PROVIDED TEXT ->
The final element is geographical. Flight tracking over the past week shows multiple waves of KC-135 tankers moving from the US via the UK to bases in Greece and Bulgaria. Six were tracked on 16 February; another 10 followed on 18 February, staging through the UK before heading southeast. The message is implicit. Even if access to some Middle Eastern bases becomes politically fraught, aircraft could operate from southern Europe, with tankers bridging the distance. The movements of US assets confirm that Washington is deliberately widening its geography.
Overlaying all the traffic and hardware is command and control. Six E-3 Sentry AWACS aircraft – the distinctive radar-domed platforms that map the battlefield in real time – are now in theatre. With sufficient tankers and airborne early warning cover, a large-scale air campaign moves beyond theory and threat.

SUPPLIED MATERIAL ->

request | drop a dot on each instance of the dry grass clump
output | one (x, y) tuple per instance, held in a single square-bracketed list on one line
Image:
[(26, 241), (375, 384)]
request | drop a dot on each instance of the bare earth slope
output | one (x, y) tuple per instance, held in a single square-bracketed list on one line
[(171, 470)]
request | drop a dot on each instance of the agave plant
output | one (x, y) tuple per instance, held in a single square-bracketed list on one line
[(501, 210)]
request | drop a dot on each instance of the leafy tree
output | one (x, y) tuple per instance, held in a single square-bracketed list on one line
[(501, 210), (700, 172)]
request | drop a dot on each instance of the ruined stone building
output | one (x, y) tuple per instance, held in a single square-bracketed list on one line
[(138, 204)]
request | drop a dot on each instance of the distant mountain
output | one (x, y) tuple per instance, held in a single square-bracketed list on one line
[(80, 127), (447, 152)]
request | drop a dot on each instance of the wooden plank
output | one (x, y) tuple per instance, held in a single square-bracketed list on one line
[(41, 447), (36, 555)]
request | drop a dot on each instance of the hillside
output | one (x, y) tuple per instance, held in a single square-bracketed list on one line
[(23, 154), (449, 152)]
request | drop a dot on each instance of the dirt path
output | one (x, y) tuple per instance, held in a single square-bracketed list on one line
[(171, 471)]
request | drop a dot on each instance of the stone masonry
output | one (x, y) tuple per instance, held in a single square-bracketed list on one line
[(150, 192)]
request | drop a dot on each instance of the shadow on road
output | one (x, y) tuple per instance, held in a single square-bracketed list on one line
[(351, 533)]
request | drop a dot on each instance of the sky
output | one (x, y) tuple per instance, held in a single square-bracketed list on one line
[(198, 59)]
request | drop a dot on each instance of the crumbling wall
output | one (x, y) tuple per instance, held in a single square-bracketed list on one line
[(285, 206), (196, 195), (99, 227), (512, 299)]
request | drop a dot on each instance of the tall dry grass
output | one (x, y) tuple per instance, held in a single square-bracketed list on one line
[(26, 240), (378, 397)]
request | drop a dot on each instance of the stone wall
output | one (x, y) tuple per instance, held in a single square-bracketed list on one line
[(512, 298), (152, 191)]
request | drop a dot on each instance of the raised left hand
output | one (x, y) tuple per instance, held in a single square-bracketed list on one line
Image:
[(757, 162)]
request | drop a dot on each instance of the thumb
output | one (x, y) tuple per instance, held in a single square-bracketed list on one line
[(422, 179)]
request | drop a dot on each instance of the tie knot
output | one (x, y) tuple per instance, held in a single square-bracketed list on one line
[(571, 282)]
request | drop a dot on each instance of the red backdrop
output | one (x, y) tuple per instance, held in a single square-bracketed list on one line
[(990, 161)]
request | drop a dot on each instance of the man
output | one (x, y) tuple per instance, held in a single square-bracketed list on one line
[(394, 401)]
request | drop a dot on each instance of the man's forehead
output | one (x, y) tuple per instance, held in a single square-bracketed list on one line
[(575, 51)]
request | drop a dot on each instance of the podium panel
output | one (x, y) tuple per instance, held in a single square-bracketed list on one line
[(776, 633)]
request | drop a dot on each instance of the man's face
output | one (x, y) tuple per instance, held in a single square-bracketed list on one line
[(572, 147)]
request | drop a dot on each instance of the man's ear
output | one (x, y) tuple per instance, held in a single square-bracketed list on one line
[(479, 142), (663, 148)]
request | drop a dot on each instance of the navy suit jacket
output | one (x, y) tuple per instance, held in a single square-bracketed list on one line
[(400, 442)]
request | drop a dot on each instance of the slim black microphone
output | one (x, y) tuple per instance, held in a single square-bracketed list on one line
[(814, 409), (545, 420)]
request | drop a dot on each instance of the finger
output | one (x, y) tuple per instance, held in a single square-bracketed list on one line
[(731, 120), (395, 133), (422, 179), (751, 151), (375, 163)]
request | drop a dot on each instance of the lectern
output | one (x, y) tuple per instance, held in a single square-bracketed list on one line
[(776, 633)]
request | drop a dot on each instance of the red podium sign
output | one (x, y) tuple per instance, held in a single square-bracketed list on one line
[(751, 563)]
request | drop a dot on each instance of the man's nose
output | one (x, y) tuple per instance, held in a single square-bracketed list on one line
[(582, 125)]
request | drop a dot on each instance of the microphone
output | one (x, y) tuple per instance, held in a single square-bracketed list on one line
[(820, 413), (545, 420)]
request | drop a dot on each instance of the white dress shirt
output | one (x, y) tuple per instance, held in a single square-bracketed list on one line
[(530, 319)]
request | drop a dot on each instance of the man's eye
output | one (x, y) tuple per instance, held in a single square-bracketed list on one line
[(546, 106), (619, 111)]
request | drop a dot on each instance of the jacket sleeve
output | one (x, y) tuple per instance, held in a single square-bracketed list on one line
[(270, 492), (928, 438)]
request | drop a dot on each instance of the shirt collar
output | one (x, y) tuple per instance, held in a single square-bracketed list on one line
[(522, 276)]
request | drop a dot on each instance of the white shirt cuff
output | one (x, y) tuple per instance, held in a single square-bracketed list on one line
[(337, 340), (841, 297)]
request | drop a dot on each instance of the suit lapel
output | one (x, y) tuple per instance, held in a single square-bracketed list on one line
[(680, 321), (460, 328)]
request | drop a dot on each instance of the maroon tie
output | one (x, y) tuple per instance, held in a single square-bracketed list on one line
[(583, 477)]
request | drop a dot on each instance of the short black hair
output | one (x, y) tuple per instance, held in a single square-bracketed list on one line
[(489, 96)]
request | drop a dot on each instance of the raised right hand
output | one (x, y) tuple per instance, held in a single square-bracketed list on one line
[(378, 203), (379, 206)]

YOUR INSTRUCTIONS ->
Please reproduce the text on the US tanker and AWACS buildup verbatim, from "The final element" to "theory and threat.". The records have no role in this work.

TASK RESPONSE ->
The final element is geographical. Flight tracking over the past week shows multiple waves of KC-135 tankers moving from the US via the UK to bases in Greece and Bulgaria. Six were tracked on 16 February; another 10 followed on 18 February, staging through the UK before heading southeast. The message is implicit. Even if access to some Middle Eastern bases becomes politically fraught, aircraft could operate from southern Europe, with tankers bridging the distance. The movements of US assets confirm that Washington is deliberately widening its geography.
Overlaying all the traffic and hardware is command and control. Six E-3 Sentry AWACS aircraft – the distinctive radar-domed platforms that map the battlefield in real time – are now in theatre. With sufficient tankers and airborne early warning cover, a large-scale air campaign moves beyond theory and threat.